## WHAT NEEDS TO BE DONE
Print the entries once more, unchanged.

## DATA SHOWN

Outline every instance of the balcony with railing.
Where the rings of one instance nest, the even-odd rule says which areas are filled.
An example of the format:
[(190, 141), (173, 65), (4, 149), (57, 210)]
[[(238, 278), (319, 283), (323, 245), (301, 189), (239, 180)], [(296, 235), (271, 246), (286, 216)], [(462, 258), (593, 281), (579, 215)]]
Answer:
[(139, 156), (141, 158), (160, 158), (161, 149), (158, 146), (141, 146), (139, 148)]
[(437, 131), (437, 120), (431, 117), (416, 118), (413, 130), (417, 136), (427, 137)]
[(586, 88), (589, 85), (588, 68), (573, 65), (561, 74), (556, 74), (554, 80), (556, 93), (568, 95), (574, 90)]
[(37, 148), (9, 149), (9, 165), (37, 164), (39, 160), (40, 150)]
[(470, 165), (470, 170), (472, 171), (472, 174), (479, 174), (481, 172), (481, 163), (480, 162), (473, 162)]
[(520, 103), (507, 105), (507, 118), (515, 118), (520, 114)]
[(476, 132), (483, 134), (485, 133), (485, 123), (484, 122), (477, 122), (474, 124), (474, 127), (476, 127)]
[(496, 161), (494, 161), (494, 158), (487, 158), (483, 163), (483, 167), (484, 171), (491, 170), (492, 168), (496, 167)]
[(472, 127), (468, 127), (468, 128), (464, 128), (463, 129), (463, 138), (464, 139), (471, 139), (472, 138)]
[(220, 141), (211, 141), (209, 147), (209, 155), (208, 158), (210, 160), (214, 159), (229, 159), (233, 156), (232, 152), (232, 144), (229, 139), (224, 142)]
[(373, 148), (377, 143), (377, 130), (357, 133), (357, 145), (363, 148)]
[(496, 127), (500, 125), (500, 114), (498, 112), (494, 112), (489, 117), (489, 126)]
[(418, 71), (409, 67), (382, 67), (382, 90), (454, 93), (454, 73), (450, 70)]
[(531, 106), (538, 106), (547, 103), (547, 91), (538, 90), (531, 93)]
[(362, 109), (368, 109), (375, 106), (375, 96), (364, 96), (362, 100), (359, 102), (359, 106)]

## OUTPUT OF THE EXERCISE
Outline every instance of the balcony with railing.
Where the rings of one instance nest, the even-odd rule says which areas are filled.
An example of the format:
[(190, 141), (173, 65), (4, 149), (57, 210)]
[[(238, 278), (319, 283), (323, 245), (301, 189), (239, 180)], [(296, 235), (271, 246), (286, 216)], [(462, 258), (593, 281), (579, 215)]]
Answer:
[(139, 156), (141, 158), (160, 158), (161, 149), (158, 146), (141, 146), (139, 148)]
[(437, 131), (437, 120), (431, 117), (416, 118), (413, 130), (417, 136), (427, 137)]
[(586, 88), (589, 85), (588, 68), (573, 65), (561, 74), (556, 74), (554, 80), (556, 93), (568, 95), (574, 90)]
[(37, 148), (9, 149), (9, 165), (37, 164), (39, 160), (40, 150)]
[(470, 165), (470, 170), (472, 171), (472, 174), (479, 174), (481, 172), (481, 163), (480, 162), (473, 162)]
[(520, 103), (507, 105), (507, 118), (515, 118), (520, 114)]
[(476, 132), (483, 134), (485, 133), (485, 123), (484, 122), (477, 122), (474, 124), (474, 127), (476, 127)]
[(496, 161), (494, 161), (494, 158), (487, 158), (483, 163), (483, 167), (484, 171), (491, 170), (492, 168), (496, 167)]
[(472, 127), (468, 127), (468, 128), (464, 128), (463, 129), (463, 138), (464, 139), (471, 139), (472, 138)]
[(220, 141), (211, 141), (209, 147), (209, 155), (208, 158), (210, 160), (214, 159), (229, 159), (233, 156), (232, 152), (232, 144), (229, 139), (224, 142)]
[(373, 148), (377, 143), (377, 130), (357, 133), (357, 145), (363, 148)]
[(496, 127), (500, 125), (500, 114), (498, 112), (494, 112), (489, 117), (489, 126)]
[(418, 71), (409, 67), (382, 67), (382, 90), (454, 93), (454, 73), (450, 70)]
[(531, 106), (538, 106), (547, 103), (547, 91), (538, 90), (531, 93)]
[(362, 109), (368, 109), (375, 106), (375, 96), (364, 96), (362, 100), (359, 102), (359, 106)]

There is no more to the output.